§ Text section
* * * * * * * * *
Application of the Adverse Outcome Pathway Concept to In Vitro Nephrotoxicity Assessment: Kidney Injury due to Receptor-Mediated Endocytosis and Lysosomal Overload as a Case Study

Sebastian Jarzina; Stefano Di Fiore; Bernhard Ellinger; Pia Reiser; Sabrina Frank; Markus Glaser; Jiaqing Wu; Femke J Taverne; Nynke I Kramer; Angela Mally

doi:10.3389/ftox.2022.864441

Application of the Adverse Outcome Pathway Concept to In Vitro Nephrotoxicity Assessment: Kidney Injury due to Receptor-Mediated Endocytosis and Lysosomal Overload as a Case Study

Front Toxicol. 2022 Apr 19:4:864441. doi: 10.3389/ftox.2022.864441. eCollection 2022.
* * * * * * * * *
§ Stored items
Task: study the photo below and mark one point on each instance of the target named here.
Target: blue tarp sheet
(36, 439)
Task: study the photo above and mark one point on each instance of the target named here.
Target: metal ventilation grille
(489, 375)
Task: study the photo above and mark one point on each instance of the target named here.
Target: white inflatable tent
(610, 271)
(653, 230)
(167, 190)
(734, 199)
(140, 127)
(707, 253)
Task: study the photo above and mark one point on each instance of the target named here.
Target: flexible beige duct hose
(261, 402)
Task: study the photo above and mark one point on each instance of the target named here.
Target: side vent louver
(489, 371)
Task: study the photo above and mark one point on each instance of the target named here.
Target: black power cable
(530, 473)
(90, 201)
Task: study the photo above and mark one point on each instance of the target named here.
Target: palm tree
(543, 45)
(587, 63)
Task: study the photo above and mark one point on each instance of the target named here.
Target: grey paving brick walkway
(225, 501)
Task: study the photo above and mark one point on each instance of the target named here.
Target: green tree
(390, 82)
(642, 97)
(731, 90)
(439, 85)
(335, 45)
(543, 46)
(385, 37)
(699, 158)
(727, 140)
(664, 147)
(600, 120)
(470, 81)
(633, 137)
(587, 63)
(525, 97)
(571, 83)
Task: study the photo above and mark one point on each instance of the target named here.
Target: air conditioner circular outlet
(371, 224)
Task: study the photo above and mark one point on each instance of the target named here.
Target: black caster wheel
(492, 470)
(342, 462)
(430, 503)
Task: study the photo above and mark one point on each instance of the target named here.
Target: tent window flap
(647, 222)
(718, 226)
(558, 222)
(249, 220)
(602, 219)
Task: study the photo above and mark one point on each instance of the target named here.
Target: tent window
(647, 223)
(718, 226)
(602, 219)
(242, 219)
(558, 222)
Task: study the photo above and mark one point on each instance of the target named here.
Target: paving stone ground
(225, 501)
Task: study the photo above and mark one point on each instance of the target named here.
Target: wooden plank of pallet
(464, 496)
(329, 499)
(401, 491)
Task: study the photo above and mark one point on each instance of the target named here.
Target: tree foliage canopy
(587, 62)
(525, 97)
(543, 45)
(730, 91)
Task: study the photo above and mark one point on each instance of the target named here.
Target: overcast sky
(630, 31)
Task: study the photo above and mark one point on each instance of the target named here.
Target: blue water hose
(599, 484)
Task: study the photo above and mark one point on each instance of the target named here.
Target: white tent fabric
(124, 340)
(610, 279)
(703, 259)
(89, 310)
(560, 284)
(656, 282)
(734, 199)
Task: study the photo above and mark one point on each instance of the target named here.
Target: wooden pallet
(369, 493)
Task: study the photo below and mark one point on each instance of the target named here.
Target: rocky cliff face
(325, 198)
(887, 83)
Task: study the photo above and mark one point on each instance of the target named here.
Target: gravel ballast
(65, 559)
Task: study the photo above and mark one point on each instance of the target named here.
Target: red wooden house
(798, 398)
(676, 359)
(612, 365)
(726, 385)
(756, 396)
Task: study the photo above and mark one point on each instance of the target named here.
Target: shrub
* * * * * * * * *
§ Work order
List every author in the nephrotoxicity article header whose first name begins with the letter S.

§ Response
Sebastian Jarzina, Stefano Di Fiore, Sabrina Frank